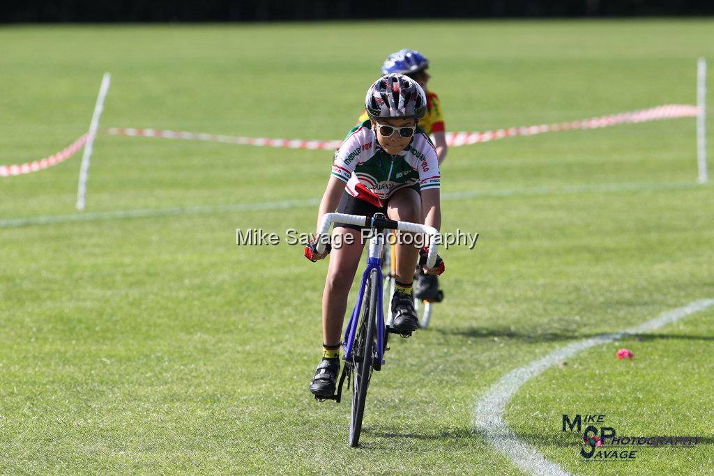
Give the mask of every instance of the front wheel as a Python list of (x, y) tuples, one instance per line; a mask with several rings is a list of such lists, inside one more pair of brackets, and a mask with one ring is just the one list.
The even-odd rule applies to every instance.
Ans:
[(376, 348), (375, 325), (377, 320), (377, 294), (379, 280), (377, 270), (373, 270), (369, 275), (365, 290), (365, 309), (355, 338), (355, 348), (352, 350), (353, 370), (352, 372), (352, 415), (350, 418), (350, 446), (359, 445), (359, 435), (362, 431), (362, 418), (364, 416), (364, 404), (367, 398), (367, 388), (372, 377), (373, 354)]

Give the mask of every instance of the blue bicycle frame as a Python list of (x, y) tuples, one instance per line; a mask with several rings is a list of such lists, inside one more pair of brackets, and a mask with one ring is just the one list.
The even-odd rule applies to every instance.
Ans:
[(382, 259), (381, 251), (384, 245), (384, 234), (373, 228), (374, 236), (369, 240), (369, 254), (367, 256), (367, 268), (362, 273), (362, 281), (359, 286), (359, 294), (357, 303), (352, 310), (352, 315), (347, 323), (345, 330), (345, 339), (343, 347), (345, 349), (345, 360), (349, 361), (352, 358), (352, 348), (354, 345), (355, 335), (357, 333), (357, 325), (359, 323), (359, 316), (362, 311), (362, 304), (364, 300), (364, 291), (367, 288), (367, 281), (373, 270), (377, 272), (377, 362), (384, 363), (384, 306), (382, 305)]

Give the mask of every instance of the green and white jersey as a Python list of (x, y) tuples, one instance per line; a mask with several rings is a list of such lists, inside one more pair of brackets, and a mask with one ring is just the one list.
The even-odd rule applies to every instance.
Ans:
[(332, 175), (346, 183), (350, 195), (379, 207), (400, 188), (441, 185), (436, 151), (423, 129), (417, 127), (409, 145), (392, 156), (380, 146), (369, 121), (350, 131), (335, 154)]

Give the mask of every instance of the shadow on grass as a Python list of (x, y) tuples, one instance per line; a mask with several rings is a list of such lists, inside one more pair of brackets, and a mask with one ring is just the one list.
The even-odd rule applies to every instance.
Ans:
[[(434, 329), (438, 333), (448, 335), (461, 335), (462, 337), (477, 339), (513, 339), (523, 342), (554, 342), (558, 340), (579, 340), (589, 338), (597, 337), (607, 333), (565, 333), (565, 332), (538, 332), (528, 329), (516, 328), (485, 328), (470, 327), (457, 329)], [(650, 341), (660, 339), (669, 340), (714, 340), (712, 335), (689, 335), (681, 334), (630, 334), (624, 336), (622, 340), (635, 339), (638, 341)]]

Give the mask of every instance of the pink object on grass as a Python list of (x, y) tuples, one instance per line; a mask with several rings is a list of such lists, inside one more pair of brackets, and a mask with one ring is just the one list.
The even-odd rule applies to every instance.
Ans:
[(618, 359), (631, 359), (635, 357), (635, 354), (628, 349), (620, 349), (618, 350)]

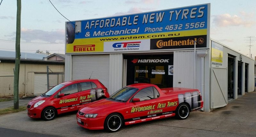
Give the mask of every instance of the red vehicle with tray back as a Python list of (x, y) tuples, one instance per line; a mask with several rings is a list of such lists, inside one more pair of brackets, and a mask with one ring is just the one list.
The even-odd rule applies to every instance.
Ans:
[(50, 120), (57, 114), (77, 110), (85, 104), (109, 97), (107, 88), (97, 79), (67, 81), (29, 101), (28, 115)]
[(203, 105), (198, 90), (160, 89), (153, 84), (138, 83), (122, 88), (109, 98), (85, 105), (76, 118), (77, 124), (84, 128), (115, 132), (123, 125), (175, 116), (184, 119), (190, 111)]

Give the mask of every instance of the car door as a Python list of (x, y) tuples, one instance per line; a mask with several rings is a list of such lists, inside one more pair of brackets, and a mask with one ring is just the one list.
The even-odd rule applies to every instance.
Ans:
[[(78, 92), (77, 84), (73, 84), (67, 86), (58, 92), (57, 98), (53, 101), (56, 106), (58, 113), (75, 111), (79, 105), (80, 93)], [(63, 93), (64, 96), (59, 97), (59, 95)]]
[(139, 98), (140, 101), (129, 103), (130, 121), (154, 116), (152, 112), (157, 106), (154, 93), (153, 87), (150, 87), (140, 90), (134, 96), (133, 99)]

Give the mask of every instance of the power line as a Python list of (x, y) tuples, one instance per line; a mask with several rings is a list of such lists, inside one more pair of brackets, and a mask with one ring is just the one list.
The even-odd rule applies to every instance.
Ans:
[[(15, 43), (15, 41), (9, 40), (5, 40), (0, 39), (0, 41), (9, 43)], [(65, 42), (58, 43), (43, 43), (43, 42), (21, 42), (21, 43), (27, 44), (64, 44)]]
[(57, 11), (58, 11), (59, 12), (59, 13), (60, 13), (60, 15), (62, 15), (62, 16), (63, 16), (63, 17), (65, 18), (66, 18), (66, 19), (67, 19), (69, 21), (69, 22), (71, 22), (71, 23), (72, 23), (72, 24), (74, 24), (74, 25), (75, 25), (75, 26), (76, 25), (75, 25), (75, 24), (74, 24), (74, 23), (73, 23), (73, 22), (71, 22), (71, 21), (70, 21), (70, 20), (69, 20), (69, 19), (68, 19), (68, 18), (67, 18), (65, 17), (65, 16), (63, 16), (63, 15), (62, 15), (62, 14), (61, 13), (60, 13), (60, 11), (58, 11), (58, 10), (57, 10), (57, 9), (56, 9), (56, 8), (55, 8), (55, 6), (54, 6), (54, 5), (53, 5), (53, 4), (52, 4), (52, 2), (51, 1), (50, 1), (50, 0), (49, 0), (49, 1), (50, 1), (50, 2), (52, 4), (52, 6), (53, 6), (53, 7), (54, 7), (54, 8), (55, 8), (55, 9), (56, 9), (56, 10)]
[[(7, 49), (7, 50), (15, 50), (15, 49), (7, 49), (7, 48), (0, 48), (0, 49)], [(37, 50), (25, 50), (25, 49), (23, 49), (23, 50), (21, 49), (20, 50), (25, 50), (25, 51), (37, 51)], [(50, 51), (64, 51), (65, 50), (50, 50)]]

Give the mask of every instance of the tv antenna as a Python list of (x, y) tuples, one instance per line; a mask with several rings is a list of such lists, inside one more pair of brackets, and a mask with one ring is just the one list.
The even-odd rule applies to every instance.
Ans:
[(250, 44), (249, 45), (246, 46), (249, 46), (250, 47), (250, 48), (249, 49), (249, 50), (250, 51), (250, 53), (249, 54), (249, 56), (251, 57), (251, 58), (252, 58), (252, 54), (251, 54), (251, 46), (253, 46), (253, 45), (252, 45), (251, 44), (252, 42), (254, 42), (254, 41), (255, 40), (255, 39), (256, 38), (255, 38), (255, 37), (254, 36), (248, 36), (247, 37), (245, 38), (246, 39), (247, 39), (248, 40), (247, 40), (247, 41), (249, 41), (246, 42), (250, 42)]

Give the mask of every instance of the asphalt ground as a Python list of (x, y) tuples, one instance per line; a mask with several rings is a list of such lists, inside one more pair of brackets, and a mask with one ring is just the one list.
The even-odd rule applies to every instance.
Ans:
[(185, 120), (156, 120), (125, 126), (114, 133), (83, 128), (76, 123), (76, 114), (61, 115), (50, 121), (31, 119), (26, 111), (0, 115), (0, 127), (61, 136), (256, 136), (256, 92), (211, 112), (192, 112)]

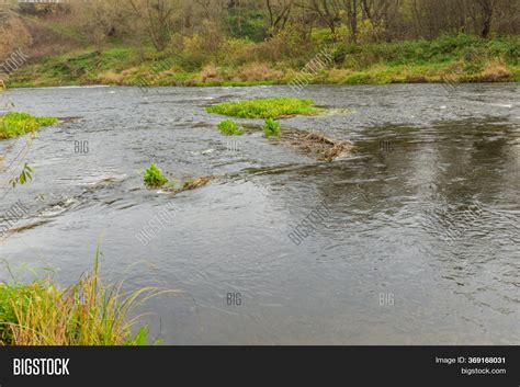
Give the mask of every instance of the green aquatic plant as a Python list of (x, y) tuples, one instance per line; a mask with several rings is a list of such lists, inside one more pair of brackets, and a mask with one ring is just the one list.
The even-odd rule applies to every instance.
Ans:
[(58, 118), (35, 117), (29, 113), (8, 113), (0, 116), (0, 139), (34, 133), (44, 126), (57, 124)]
[(225, 136), (241, 136), (244, 130), (231, 119), (225, 119), (217, 125), (218, 130)]
[(282, 127), (278, 122), (272, 118), (265, 119), (265, 125), (263, 126), (263, 135), (269, 137), (280, 137), (282, 134)]
[(92, 273), (60, 288), (50, 280), (0, 284), (0, 345), (143, 345), (147, 329), (136, 335), (136, 308), (169, 293), (146, 287), (126, 294), (122, 284), (104, 285), (99, 249)]
[(226, 102), (206, 107), (206, 112), (239, 118), (281, 118), (294, 115), (316, 115), (323, 110), (313, 100), (297, 98), (264, 98)]
[(168, 183), (168, 179), (165, 178), (162, 171), (157, 168), (156, 164), (151, 164), (145, 171), (145, 184), (148, 187), (157, 189)]

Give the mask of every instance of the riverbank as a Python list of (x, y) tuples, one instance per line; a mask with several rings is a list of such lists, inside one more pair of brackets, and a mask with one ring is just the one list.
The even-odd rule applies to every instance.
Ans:
[(102, 285), (99, 252), (92, 273), (75, 285), (50, 280), (32, 284), (0, 283), (0, 345), (143, 345), (147, 328), (135, 335), (136, 307), (154, 294), (143, 288), (128, 295), (121, 284)]
[(213, 55), (186, 45), (174, 54), (111, 45), (39, 58), (11, 75), (8, 86), (245, 87), (287, 84), (296, 79), (304, 84), (520, 81), (518, 36), (459, 35), (368, 45), (321, 42), (297, 56), (265, 49), (241, 41), (223, 45)]

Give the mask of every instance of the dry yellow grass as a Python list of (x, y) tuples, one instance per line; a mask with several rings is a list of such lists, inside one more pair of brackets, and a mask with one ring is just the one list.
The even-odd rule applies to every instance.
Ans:
[[(50, 281), (0, 285), (0, 344), (135, 344), (131, 330), (136, 322), (132, 317), (136, 307), (165, 292), (144, 288), (125, 294), (122, 283), (104, 286), (98, 273), (98, 258), (93, 272), (66, 289)], [(138, 337), (144, 344), (144, 328)]]

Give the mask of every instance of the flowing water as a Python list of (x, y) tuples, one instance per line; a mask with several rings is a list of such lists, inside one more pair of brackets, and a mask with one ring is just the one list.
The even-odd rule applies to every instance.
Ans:
[[(26, 143), (0, 141), (0, 214), (27, 207), (0, 241), (0, 278), (47, 268), (70, 284), (100, 243), (105, 282), (182, 291), (142, 308), (168, 344), (520, 344), (519, 91), (307, 87), (338, 114), (282, 127), (357, 148), (320, 162), (264, 139), (260, 121), (221, 136), (203, 109), (285, 87), (11, 90), (19, 111), (76, 119), (38, 133), (21, 158), (34, 180), (15, 190)], [(173, 180), (218, 179), (150, 191), (150, 162)], [(171, 223), (144, 246), (136, 235), (161, 210)]]

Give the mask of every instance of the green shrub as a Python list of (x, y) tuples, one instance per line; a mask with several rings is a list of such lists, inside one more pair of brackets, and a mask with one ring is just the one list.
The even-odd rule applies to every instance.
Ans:
[(282, 134), (282, 128), (280, 124), (272, 118), (265, 119), (265, 125), (263, 126), (263, 134), (267, 138), (269, 137), (280, 137)]
[(218, 130), (225, 136), (241, 136), (244, 130), (231, 119), (225, 119), (218, 125)]
[(0, 116), (0, 139), (23, 136), (26, 133), (58, 123), (54, 117), (35, 117), (27, 113), (8, 113)]
[(264, 98), (240, 102), (226, 102), (206, 107), (206, 112), (239, 118), (280, 118), (292, 115), (315, 115), (321, 110), (313, 100), (297, 98)]
[(151, 164), (145, 172), (145, 184), (148, 187), (157, 189), (168, 183), (162, 171), (156, 164)]
[(0, 283), (0, 345), (148, 344), (146, 327), (132, 334), (136, 308), (163, 292), (125, 294), (122, 283), (104, 285), (99, 254), (93, 271), (68, 288), (50, 278), (29, 285)]

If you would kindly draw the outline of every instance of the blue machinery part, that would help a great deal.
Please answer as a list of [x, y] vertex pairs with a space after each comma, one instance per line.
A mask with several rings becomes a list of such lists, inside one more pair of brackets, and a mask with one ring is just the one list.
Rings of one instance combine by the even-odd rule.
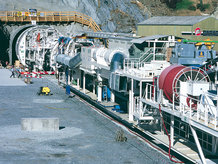
[[65, 54], [59, 54], [56, 56], [57, 63], [68, 66], [71, 69], [79, 66], [81, 61], [82, 59], [81, 59], [80, 54], [77, 54], [76, 56], [73, 56], [73, 57], [65, 55]]
[[111, 60], [109, 86], [118, 92], [125, 92], [127, 90], [127, 78], [116, 74], [116, 70], [123, 69], [124, 58], [125, 56], [123, 54], [115, 53]]
[[177, 42], [170, 62], [187, 66], [202, 66], [214, 58], [216, 58], [216, 51], [208, 49], [204, 44], [197, 48], [194, 44]]

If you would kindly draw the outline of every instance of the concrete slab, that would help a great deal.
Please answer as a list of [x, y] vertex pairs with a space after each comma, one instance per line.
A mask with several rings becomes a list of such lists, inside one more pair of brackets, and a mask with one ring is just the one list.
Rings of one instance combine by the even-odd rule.
[[[127, 142], [117, 142], [121, 125], [98, 114], [77, 96], [69, 98], [56, 83], [44, 78], [33, 79], [28, 87], [0, 86], [0, 164], [173, 163], [125, 130]], [[53, 95], [37, 95], [44, 85]], [[59, 118], [60, 130], [24, 131], [22, 118]]]
[[22, 118], [21, 129], [24, 131], [57, 131], [59, 118]]
[[10, 78], [11, 71], [8, 69], [0, 69], [0, 86], [26, 86], [19, 78]]

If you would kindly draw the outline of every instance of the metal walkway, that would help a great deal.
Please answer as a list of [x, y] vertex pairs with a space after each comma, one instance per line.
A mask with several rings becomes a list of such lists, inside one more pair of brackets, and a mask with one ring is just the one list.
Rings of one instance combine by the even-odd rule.
[[96, 22], [89, 16], [75, 11], [38, 11], [35, 14], [23, 11], [0, 11], [0, 20], [4, 23], [23, 22], [77, 22], [87, 25], [94, 32], [101, 31]]

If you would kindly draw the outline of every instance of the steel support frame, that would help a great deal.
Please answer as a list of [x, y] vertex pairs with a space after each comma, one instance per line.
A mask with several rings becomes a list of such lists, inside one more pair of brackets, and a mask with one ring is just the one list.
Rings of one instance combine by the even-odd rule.
[[195, 143], [196, 143], [197, 148], [198, 148], [198, 152], [199, 152], [199, 155], [200, 155], [200, 158], [201, 158], [201, 162], [202, 162], [203, 164], [206, 164], [206, 159], [205, 159], [205, 157], [204, 157], [204, 153], [203, 153], [203, 151], [202, 151], [200, 142], [199, 142], [199, 140], [198, 140], [197, 133], [196, 133], [195, 129], [194, 129], [191, 125], [190, 125], [190, 129], [191, 129], [192, 134], [193, 134], [193, 137], [194, 137], [194, 139], [195, 139]]
[[131, 79], [131, 89], [129, 90], [129, 121], [133, 121], [134, 113], [134, 91], [133, 91], [134, 80]]
[[86, 92], [86, 74], [83, 72], [83, 93]]

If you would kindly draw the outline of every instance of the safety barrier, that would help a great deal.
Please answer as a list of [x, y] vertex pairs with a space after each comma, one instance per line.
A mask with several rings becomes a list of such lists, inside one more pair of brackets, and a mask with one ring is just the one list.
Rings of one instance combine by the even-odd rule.
[[94, 32], [101, 31], [96, 22], [89, 16], [75, 11], [38, 11], [36, 13], [23, 11], [0, 11], [2, 22], [77, 22], [87, 25]]

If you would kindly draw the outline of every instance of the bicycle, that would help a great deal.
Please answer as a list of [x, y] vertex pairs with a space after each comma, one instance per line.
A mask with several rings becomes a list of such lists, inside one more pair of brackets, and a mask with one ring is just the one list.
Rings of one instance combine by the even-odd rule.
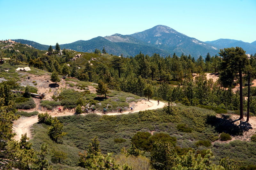
[[100, 115], [107, 115], [108, 114], [108, 112], [107, 111], [102, 111], [101, 113], [100, 113]]
[[58, 110], [58, 111], [57, 111], [57, 113], [63, 113], [63, 112], [62, 112], [62, 110]]
[[90, 111], [88, 110], [84, 110], [83, 112], [83, 113], [84, 113], [84, 114], [88, 114], [90, 113]]
[[118, 111], [118, 112], [117, 112], [117, 114], [118, 115], [119, 113], [121, 113], [121, 114], [123, 114], [123, 113], [124, 113], [124, 111], [122, 110], [119, 110]]
[[130, 109], [129, 110], [129, 113], [132, 113], [134, 112], [134, 110], [133, 110], [133, 109], [132, 110]]

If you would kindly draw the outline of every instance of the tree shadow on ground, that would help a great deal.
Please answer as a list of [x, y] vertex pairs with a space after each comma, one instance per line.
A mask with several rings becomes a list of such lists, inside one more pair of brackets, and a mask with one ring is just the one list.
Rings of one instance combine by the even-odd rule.
[[105, 98], [105, 97], [101, 97], [100, 96], [97, 96], [96, 97], [95, 97], [93, 98], [93, 100], [98, 100], [98, 101], [103, 101], [104, 100], [105, 100], [106, 98]]
[[51, 88], [55, 88], [60, 86], [60, 85], [58, 84], [55, 84], [55, 83], [51, 83], [49, 84], [49, 87]]
[[[234, 124], [239, 121], [240, 123], [238, 125]], [[228, 115], [224, 115], [221, 118], [209, 116], [207, 118], [206, 123], [213, 126], [215, 130], [219, 133], [224, 132], [233, 136], [242, 135], [244, 132], [252, 129], [252, 125], [248, 122], [239, 119], [233, 121]]]

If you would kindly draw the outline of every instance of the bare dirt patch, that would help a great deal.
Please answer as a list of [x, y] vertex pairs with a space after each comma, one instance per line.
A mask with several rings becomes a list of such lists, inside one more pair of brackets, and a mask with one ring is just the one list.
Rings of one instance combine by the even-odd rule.
[[[246, 117], [244, 117], [244, 119], [242, 120], [239, 120], [239, 116], [236, 115], [229, 114], [230, 115], [230, 118], [234, 122], [234, 124], [237, 126], [239, 125], [242, 125], [243, 128], [246, 129], [246, 130], [244, 131], [243, 133], [243, 135], [236, 136], [232, 136], [232, 138], [230, 140], [228, 141], [221, 141], [218, 140], [215, 142], [220, 143], [228, 143], [230, 141], [236, 140], [240, 140], [249, 141], [251, 139], [251, 137], [253, 135], [256, 134], [256, 117], [252, 116], [250, 117], [249, 121], [248, 122], [245, 122]], [[218, 115], [217, 116], [220, 117], [220, 115]]]

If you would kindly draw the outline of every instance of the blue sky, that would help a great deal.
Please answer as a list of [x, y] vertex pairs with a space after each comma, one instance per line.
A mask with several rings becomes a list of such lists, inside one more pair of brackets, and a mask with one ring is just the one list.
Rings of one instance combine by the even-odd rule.
[[164, 25], [205, 41], [256, 41], [256, 0], [0, 0], [0, 39], [54, 45]]

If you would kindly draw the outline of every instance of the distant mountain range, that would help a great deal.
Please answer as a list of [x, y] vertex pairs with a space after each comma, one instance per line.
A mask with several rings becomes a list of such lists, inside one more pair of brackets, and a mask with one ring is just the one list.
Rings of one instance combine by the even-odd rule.
[[205, 41], [205, 42], [214, 46], [219, 49], [232, 47], [242, 47], [246, 52], [246, 54], [254, 55], [256, 53], [256, 41], [249, 43], [235, 40], [219, 39], [215, 41]]
[[[39, 49], [47, 50], [49, 46], [22, 39], [14, 41], [31, 45]], [[220, 39], [215, 41], [201, 41], [190, 37], [168, 26], [158, 25], [141, 32], [131, 35], [115, 34], [104, 37], [99, 36], [87, 41], [79, 40], [60, 45], [77, 51], [91, 52], [95, 48], [105, 47], [107, 52], [119, 55], [133, 56], [141, 52], [152, 55], [156, 53], [164, 56], [175, 53], [180, 56], [183, 53], [195, 58], [205, 57], [208, 53], [212, 55], [218, 54], [219, 49], [231, 47], [241, 47], [246, 54], [256, 53], [256, 41], [250, 43], [242, 41]]]

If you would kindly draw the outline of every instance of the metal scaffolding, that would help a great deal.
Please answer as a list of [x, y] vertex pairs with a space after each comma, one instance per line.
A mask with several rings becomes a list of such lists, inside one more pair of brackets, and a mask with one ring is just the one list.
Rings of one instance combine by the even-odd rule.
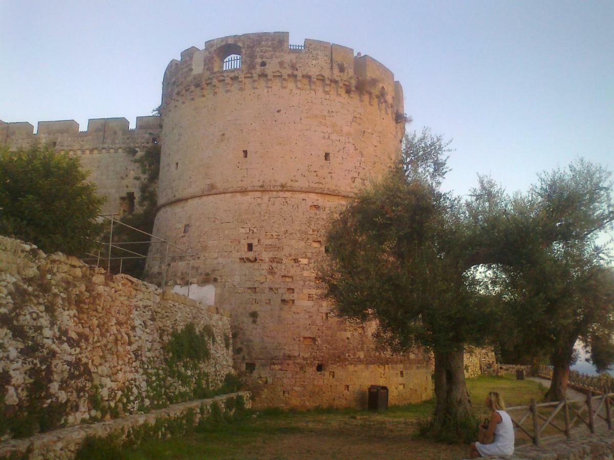
[[[98, 253], [92, 254], [91, 253], [87, 253], [88, 256], [91, 256], [90, 258], [87, 258], [84, 259], [84, 261], [87, 262], [88, 261], [96, 261], [96, 267], [100, 267], [101, 261], [103, 263], [106, 260], [107, 266], [107, 272], [111, 273], [111, 261], [119, 260], [119, 273], [122, 273], [122, 266], [123, 264], [124, 260], [130, 260], [134, 259], [164, 259], [164, 270], [163, 270], [162, 275], [162, 284], [161, 287], [163, 288], [166, 284], [166, 271], [168, 269], [168, 261], [169, 259], [176, 258], [188, 258], [188, 293], [187, 296], [190, 297], [190, 285], [191, 283], [192, 278], [192, 259], [196, 256], [195, 254], [192, 254], [189, 251], [186, 251], [184, 249], [176, 246], [175, 245], [171, 244], [168, 242], [168, 240], [165, 240], [163, 238], [160, 238], [160, 237], [156, 236], [151, 233], [148, 233], [143, 230], [133, 227], [131, 225], [124, 223], [117, 219], [115, 218], [117, 214], [104, 214], [99, 216], [101, 219], [106, 221], [108, 221], [111, 224], [111, 229], [109, 232], [109, 240], [108, 241], [99, 241], [99, 247], [98, 247]], [[130, 241], [130, 242], [120, 242], [120, 241], [113, 241], [113, 230], [114, 228], [117, 228], [117, 226], [122, 226], [130, 229], [139, 233], [142, 234], [149, 237], [149, 240], [146, 241]], [[147, 254], [141, 254], [140, 253], [136, 252], [135, 251], [132, 251], [130, 249], [127, 249], [125, 246], [128, 246], [129, 245], [136, 245], [136, 244], [147, 244], [152, 245], [154, 243], [162, 243], [165, 245], [165, 248], [163, 250], [163, 255], [160, 256], [149, 256]], [[148, 247], [150, 247], [149, 246]], [[171, 253], [171, 248], [173, 250], [176, 250], [177, 251], [179, 251], [180, 254], [173, 254]], [[117, 255], [113, 253], [113, 250], [117, 250], [120, 251], [120, 255]], [[149, 250], [147, 250], [149, 253]], [[124, 253], [127, 253], [128, 255], [123, 255]]]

--------------------------------------------------

GIVEN INSTRUCTION> Show every line of the data that contains the word "metal". Case counts.

RESULT OF THE TASK>
If you would kindly draw the outline of every instance of the metal walkway, that would help a great deal.
If you would kindly draw the outline of every instance of the metal scaffolding, that would help a great deal.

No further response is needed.